_Énoncé 1_
Reproduisez le passage de la critique qui s'ouvre sur les mots contenant « Alice Renavand (Colombine), Oscar » et se clôt sur « un certain ennui. », en renommant « danseurs » en « interprètes ».
_Énoncé 2_
Rédigez la suite de la critique consacrée à Pulcinella et à L'Heure espagnole, après sa dernière phrase.

Camille Chopin, Alice Renavand (Colombine) & Oscar Salomonsson (Pulcinella) © Stefan Brion
Pour justifier ce couplage inattendu, l’équipe artistique opte pour un décor unique, ou du moins légèrement modifié après l’entracte : la structure centrale, assez peu utilisée lors du ballet, s’enrichit d’une prolifération d’escaliers qui la transforme en édifice impossible à la Escher, mais ne peut accueillir que les deux horloges indispensables à l’action – au public d’imaginer toutes les autres qu’il entend. A cette relative unité de lieu s’ajoute une certaine unité de temps : Pulcinella est visiblement situé dans les années 1950, et L’Heure espagnole semble également se dérouler vers le milieu du XXe siècle.
Alice Renavand (Colombine), Oscar Salomonsson (Pulcinella), Camille Chopin, Abel Zamora & François Lis © Stefan Brion
Les danseurs de la première partie font un peu de figuration pendant l’ouverture, montant et descendant inlassablement les escaliers, tandis que Concepción et Gonzalve échangent des billets doux. Si la direction d’acteurs de Guillaume Gallienne fait mouche dans l’opéra-comique, respectant la gauloiserie distanciée du livret de Franc-Nohain, la chorégraphie (néo-classique, elle aussi ?) de Clairemarie Osta paraît bien sage dans Pulcinella, dont l’argument a été « simplifié » au point qu’il ne s’y passe à peu près plus rien : le héros devient un amoureux de Peynet, ce qui est gentil mais peu propice à une action dramatique. Les six danseurs (1) exécutent fort bien ce qu’on leur demande, mais ce prologue n’en distille pas moins un certain ennui.
Dans la fosse, malgré la conviction de Louis Langrée, l’Orchestre des Champs-Elysées est à la peine, éprouvé par la partition de Stravinsky qui exige de la plupart des instrumentistes de se faire solistes. Les trois chanteurs donnent le meilleur d’eux-mêmes. François Lis est venu prêter ses graves caverneux aux quelques interventions de basse, les deux autres voix étant issues de l’Académie de l’Opéra-Comique : Camille Chopin tire son épingle du jeu, bien que sollicitée dans un registre un peu plus central qu’à l’ordinaire, tandis qu’Abel Zamora très investi, se montre convaincant dans ses airs.

_Extrait source_
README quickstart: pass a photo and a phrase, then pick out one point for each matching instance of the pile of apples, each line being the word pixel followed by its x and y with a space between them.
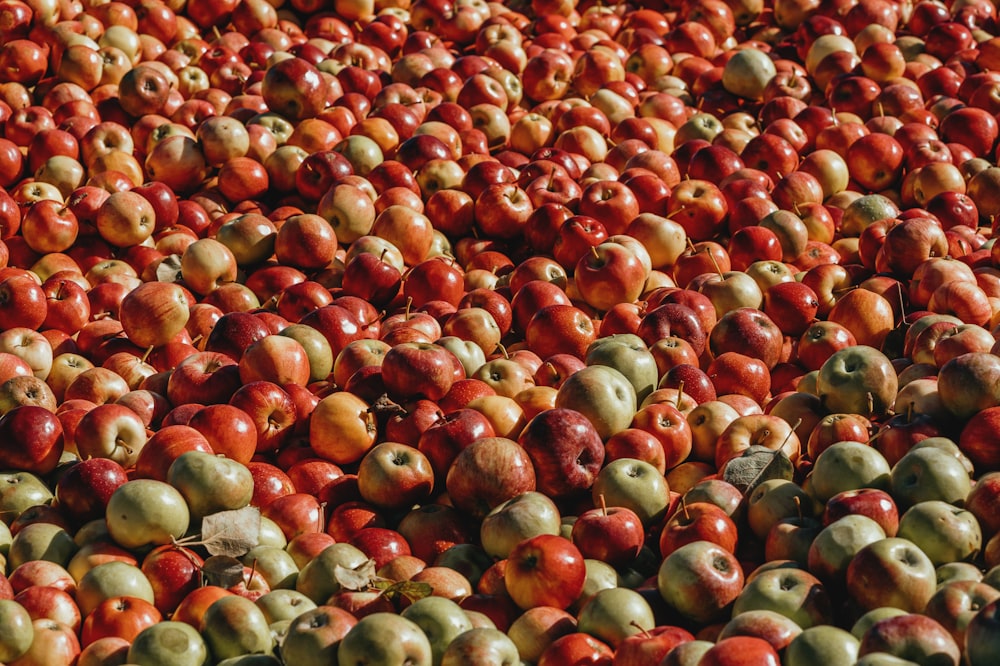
pixel 440 332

_Sortie attendue 1_
Alice Renavand (Colombine), Oscar Salomonsson (Pulcinella), Camille Chopin, Abel Zamora & François Lis © Stefan Brion
Les interprètes de la première partie font un peu de figuration pendant l’ouverture, montant et descendant inlassablement les escaliers, tandis que Concepción et Gonzalve échangent des billets doux. Si la direction d’acteurs de Guillaume Gallienne fait mouche dans l’opéra-comique, respectant la gauloiserie distanciée du livret de Franc-Nohain, la chorégraphie (néo-classique, elle aussi ?) de Clairemarie Osta paraît bien sage dans Pulcinella, dont l’argument a été « simplifié » au point qu’il ne s’y passe à peu près plus rien : le héros devient un amoureux de Peynet, ce qui est gentil mais peu propice à une action dramatique. Les six interprètes (1) exécutent fort bien ce qu’on leur demande, mais ce prologue n’en distille pas moins un certain ennui.

_Sortie attendue 2_
Nicolas Cavallier (Don Iñigo), Philippe Talbot (Torquemada) & Benoît Rameau (Gonzalve) © Stefan Brion
La distribution de L’Heure espagnole est composée d’artistes plus rodés, à l’exception du bien beau Gonzalve de Benoît Rameau (photo à dr.), capable de donner au personnage sa vigueur lyrique autant que sa préciosité de poète. Philippe Talbot, encore il y a peu interprète de Gonzalve, devient ici un Torquemada de luxe. Nicolas Cavallier compose un Don Iñigo truculent, comme on pouvait s’y attendre, et Stéphanie d’Oustrac (photo à g.) réussit le prodige de renouveler encore son interprétation de Concepción, rôle qu’elle a pourtant beaucoup fréquenté.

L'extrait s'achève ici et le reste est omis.